Material provided:
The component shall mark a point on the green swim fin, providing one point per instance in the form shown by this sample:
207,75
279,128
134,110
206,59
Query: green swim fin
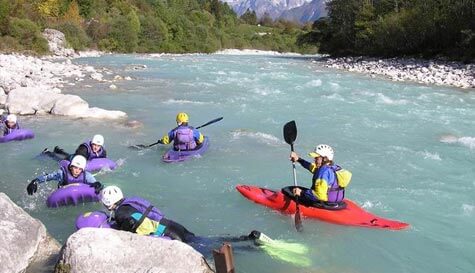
293,253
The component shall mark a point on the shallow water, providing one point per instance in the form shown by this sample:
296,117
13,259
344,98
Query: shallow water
411,149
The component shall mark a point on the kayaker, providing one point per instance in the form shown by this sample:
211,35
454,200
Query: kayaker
139,216
184,137
91,149
10,123
325,189
74,173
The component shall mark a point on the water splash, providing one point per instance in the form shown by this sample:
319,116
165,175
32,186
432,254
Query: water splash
259,136
465,141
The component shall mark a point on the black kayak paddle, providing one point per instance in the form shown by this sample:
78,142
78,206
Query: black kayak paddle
143,146
290,134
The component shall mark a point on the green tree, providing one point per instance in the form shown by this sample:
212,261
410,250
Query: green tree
249,17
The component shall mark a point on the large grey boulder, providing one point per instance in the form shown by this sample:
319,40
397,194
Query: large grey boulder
112,251
31,100
25,246
70,105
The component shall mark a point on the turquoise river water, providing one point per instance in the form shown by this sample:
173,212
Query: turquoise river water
411,149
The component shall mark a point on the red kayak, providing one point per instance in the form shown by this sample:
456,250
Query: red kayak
352,215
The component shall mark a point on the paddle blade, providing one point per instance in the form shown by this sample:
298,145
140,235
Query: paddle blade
290,132
209,122
298,220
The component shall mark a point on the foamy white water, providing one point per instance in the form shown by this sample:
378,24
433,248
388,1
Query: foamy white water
390,135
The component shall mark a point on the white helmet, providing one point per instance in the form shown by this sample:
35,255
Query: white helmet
79,161
322,150
11,118
111,195
98,140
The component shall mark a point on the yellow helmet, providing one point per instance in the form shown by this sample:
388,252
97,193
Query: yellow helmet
181,117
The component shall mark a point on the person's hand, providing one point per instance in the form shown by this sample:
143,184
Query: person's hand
294,156
32,187
296,191
97,187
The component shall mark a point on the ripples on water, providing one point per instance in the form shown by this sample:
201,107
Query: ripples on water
410,148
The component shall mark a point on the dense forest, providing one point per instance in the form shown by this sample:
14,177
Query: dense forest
174,26
422,28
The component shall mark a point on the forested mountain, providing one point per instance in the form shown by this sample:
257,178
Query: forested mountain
424,28
138,26
271,8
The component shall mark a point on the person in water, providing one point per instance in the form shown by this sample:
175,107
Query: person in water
9,123
184,137
73,173
325,189
91,149
139,216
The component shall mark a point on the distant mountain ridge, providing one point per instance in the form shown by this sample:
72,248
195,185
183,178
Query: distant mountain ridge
308,12
294,10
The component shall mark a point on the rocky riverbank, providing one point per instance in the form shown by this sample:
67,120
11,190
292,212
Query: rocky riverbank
26,246
31,85
416,70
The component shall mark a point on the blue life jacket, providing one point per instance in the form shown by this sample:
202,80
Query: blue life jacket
91,154
142,205
184,139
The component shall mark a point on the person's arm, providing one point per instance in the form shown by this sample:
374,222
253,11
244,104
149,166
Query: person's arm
33,185
90,179
56,175
294,157
82,150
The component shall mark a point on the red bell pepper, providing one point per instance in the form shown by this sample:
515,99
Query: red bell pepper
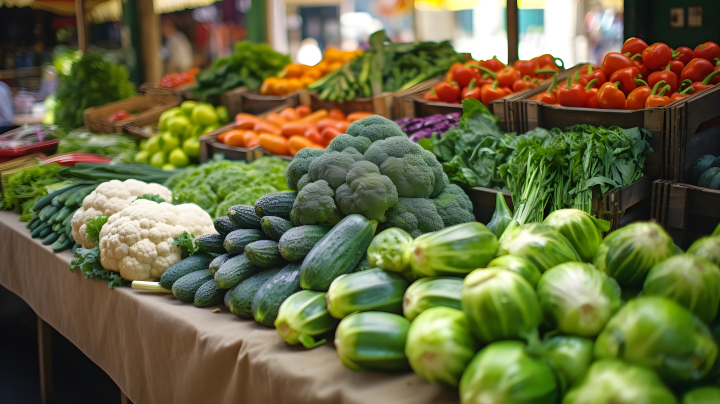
656,56
633,46
610,96
667,76
614,61
708,51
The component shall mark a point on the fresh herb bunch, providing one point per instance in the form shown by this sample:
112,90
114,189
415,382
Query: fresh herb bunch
92,82
387,67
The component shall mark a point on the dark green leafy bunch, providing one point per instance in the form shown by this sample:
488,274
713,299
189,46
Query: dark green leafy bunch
92,82
248,66
387,67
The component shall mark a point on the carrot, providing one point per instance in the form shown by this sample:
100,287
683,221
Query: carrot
274,144
356,116
336,113
302,110
295,128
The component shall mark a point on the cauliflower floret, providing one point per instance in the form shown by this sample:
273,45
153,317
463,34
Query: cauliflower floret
138,240
108,199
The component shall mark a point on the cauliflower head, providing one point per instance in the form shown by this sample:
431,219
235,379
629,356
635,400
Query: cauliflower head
138,240
108,199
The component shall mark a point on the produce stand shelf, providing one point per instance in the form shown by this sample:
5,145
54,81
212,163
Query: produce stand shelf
159,350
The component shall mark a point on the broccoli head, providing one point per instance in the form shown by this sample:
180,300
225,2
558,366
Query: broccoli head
375,128
315,205
333,166
454,206
415,215
343,141
366,192
300,165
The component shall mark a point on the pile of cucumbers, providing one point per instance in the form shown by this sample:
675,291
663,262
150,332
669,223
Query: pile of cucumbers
52,215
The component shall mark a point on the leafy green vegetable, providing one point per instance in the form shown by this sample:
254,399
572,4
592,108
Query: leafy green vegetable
94,226
88,260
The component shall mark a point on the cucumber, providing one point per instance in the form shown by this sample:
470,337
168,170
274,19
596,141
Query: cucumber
275,204
224,226
241,298
264,253
236,241
209,294
272,294
234,271
337,253
244,217
197,262
275,226
218,261
212,243
297,242
184,289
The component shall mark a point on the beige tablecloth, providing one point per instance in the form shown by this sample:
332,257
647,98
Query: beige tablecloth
159,350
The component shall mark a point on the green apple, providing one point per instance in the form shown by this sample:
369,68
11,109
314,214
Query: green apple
170,142
158,159
223,114
204,114
142,157
178,158
192,147
188,106
177,124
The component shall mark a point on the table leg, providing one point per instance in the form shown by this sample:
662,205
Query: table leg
45,355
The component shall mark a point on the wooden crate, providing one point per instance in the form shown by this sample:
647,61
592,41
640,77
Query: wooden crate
686,211
149,108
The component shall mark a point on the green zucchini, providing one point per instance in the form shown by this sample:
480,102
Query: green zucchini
212,243
241,298
209,294
236,241
244,217
275,226
184,289
234,271
264,253
272,294
197,262
297,242
224,225
275,204
338,252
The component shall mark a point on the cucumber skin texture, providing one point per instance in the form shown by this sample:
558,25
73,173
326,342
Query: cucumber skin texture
244,217
234,271
297,242
275,226
272,294
218,261
275,204
224,225
209,294
211,243
337,253
236,241
186,287
243,295
197,262
264,253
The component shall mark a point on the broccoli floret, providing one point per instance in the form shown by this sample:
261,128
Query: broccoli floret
375,128
343,141
315,205
300,165
366,192
454,206
415,215
333,166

What to work on: Pictures are not part of the copy; retype all the other material exactly.

Solved problem:
The component shall mark a point on the green swim fin, providing one point per instance in the form shown by this sample:
207,75
279,128
134,110
206,59
Query: green swim fin
293,253
The component shall mark a point on the shallow water, providing one point per instance in the form shown by this sample:
296,117
13,259
344,98
Query: shallow water
411,149
The component shall mark a point on the kayaker, providing one point per instance in the form shown by this sample:
211,35
454,200
Query: kayaker
139,216
184,137
91,149
10,123
325,189
74,173
The component shall mark a point on the water splash, providing one point per instance in the form shown by this sample:
319,116
165,175
32,186
432,254
Query: water splash
259,136
465,141
The component shall mark a point on the black kayak paddle, providing one point per instance in the form shown by this sample:
78,142
78,206
Query: black kayak paddle
143,146
290,134
The component shall mark a point on the green tree, providing one point per instance in the form shown by this sample:
212,261
410,250
Query: green tree
249,17
The component shall mark a point on the large grey boulder, providing one point per instance in the form shown by this sample:
319,40
397,194
Query: large grey boulder
112,251
31,100
25,246
70,105
The component shall mark a point on the turquoise river water, providing one point per instance in the form shown by this sample:
173,212
Query: turquoise river water
411,149
The component shall mark a point on the red kayak, providing one point per instance in the form shown by this sample:
456,250
Query: red kayak
352,215
The component shall mark a point on the paddle blade, providing one point per instance in the form shown by this sample:
298,145
140,235
Query: paddle blade
290,132
209,122
298,220
The component shall mark a point on the foamy white water, providing one point per instance in the form shown by this sample:
378,24
433,248
388,1
Query: foamy white water
390,135
The component shall mark a point on the white helmet, providing one point per instance in the form shown by this sample:
35,255
Query: white helmet
79,161
322,150
11,118
111,195
98,140
The component shall mark a point on the yellow helmet, providing one point per instance in the form shown by this sample:
388,252
97,193
Query: yellow helmet
181,117
The component shall mark a point on the person's hand, providing one point per instance in the form shown by this sample:
143,184
Query: person's hand
294,156
32,187
296,191
97,187
The component shall mark a point on the ripples on water, providing one point per instance in the form shown by this sample:
201,107
Query: ripples on water
410,148
The component shall mark a point on the dense forest, providing one point per instance in the form shown by this sample:
14,177
Query: dense forest
174,26
422,28
The component shall mark a point on the forested mountain, providing one point per instance in the form shown by this sample:
257,178
Query: forested mountain
424,28
138,26
271,8
The component shall mark a point on the person in water, providing one point per instance in the form shown by this sample:
175,107
Query: person in water
9,123
184,137
73,173
325,189
91,149
139,216
The component shall mark a point on the distant mountain ridge, providing one point per instance in the form shown by this sample:
72,248
195,185
183,178
Query: distant mountain ridge
308,12
294,10
The component shall mark a point on the rocky riverbank, providing one point per instance in the form shown by this sample:
67,120
11,190
292,212
Query: rocky riverbank
26,246
31,85
416,70
The component shall mark a point on the blue life jacket, providing one point per instance in the form shown by this sample:
202,80
Query: blue life jacket
91,154
142,205
184,139
The component shall mark a point on the person's arm, providing one point per instance in the form shown by this sample:
374,222
253,11
244,104
149,166
Query: person's arm
33,185
90,179
56,175
294,157
82,150
The component shall mark a point on the red bell pepper, providing one point per instance in the form shown by this sample:
515,99
Query: red bell pepper
656,56
633,46
610,96
667,76
614,61
708,51
The component shall mark a point on the fresh herb bunch, providing one point per instance in the form shown by this sample:
112,90
114,189
415,382
Query: fresh herb bunch
92,82
387,67
The component shall mark a point on the dark green leafy bunch, providing one point per instance in the form shown by this sample:
488,274
713,299
189,46
Query: dark green leafy bunch
92,82
248,66
387,67
The component shall mark a point on the carrot, providing one point per instance in the form shown by this sample:
100,287
683,221
Query: carrot
274,144
356,116
336,113
302,110
295,128
The component shall mark a point on the cauliflower floret, providing one point per instance in the form shown by this sample:
273,45
153,317
463,34
Query: cauliflower floret
138,240
108,199
The component shall mark a point on the cauliflower head, providing one point per instance in the form shown by this sample:
431,219
235,379
629,356
635,400
Query: cauliflower head
138,240
108,199
The component shall mark a point on the produce stand shelf, providing one point per instance in the form shown by this sample:
5,145
54,81
212,163
Query: produce stand shelf
159,350
The component shall mark a point on the broccoli head, providing one point per instance in the form shown by this sample:
180,300
225,2
558,366
Query: broccoli head
375,128
315,205
333,166
454,206
415,215
343,141
366,192
300,165
The component shall mark a point on the pile of cucumbers, providing one point per instance in the form shown by this sample:
675,291
663,262
150,332
669,223
Query: pile of cucumbers
52,215
The component shall mark a point on the leafy green vegetable, providing one point per instance in the form shown by this sample:
254,399
572,4
592,108
Query: leafy green vegetable
94,226
88,260
The component shall mark a point on the cucumber, providing one point per instance in the form shown by this sample:
470,337
168,170
274,19
596,141
Query: cucumber
275,204
224,226
241,298
264,253
236,241
209,294
272,294
234,271
337,253
244,217
197,262
275,226
218,261
212,243
297,242
184,289
The component shall mark a point on the beige tablecloth, providing one point per instance in the form shown by this sample:
332,257
647,98
Query: beige tablecloth
159,350
The component shall mark a point on the green apple, providing one point per instance in the form shown by this sample:
369,68
11,109
314,214
Query: green apple
170,142
158,159
223,114
204,114
142,157
178,158
192,147
188,106
177,124
The component shall mark a point on the table leg, providing one point per instance in the form shown by this sample:
662,205
Query: table leg
45,355
The component shall mark a point on the wooden crate, providing one point per instance in the form shown by this sample:
647,61
592,41
640,77
Query: wooden crate
686,211
149,108
The component shall mark a point on the green zucchini, providing one point per instance in the form shown by this sample:
480,102
Query: green zucchini
212,243
241,298
209,294
236,241
244,217
275,226
184,289
234,271
264,253
272,294
197,262
297,242
224,225
275,204
338,252
The component shall mark a point on the cucumber skin texture, providing one point per instance in the form shown by this sample:
558,25
73,173
326,342
Query: cucumber skin texture
244,217
234,271
297,242
275,226
272,294
218,261
275,204
224,225
209,294
211,243
337,253
236,241
186,287
243,295
197,262
264,253
The component shall mark a point on the broccoli floret, providing one point per instance in the form shown by this sample:
261,128
Query: broccoli floret
375,128
343,141
315,205
300,165
366,192
454,206
415,215
333,166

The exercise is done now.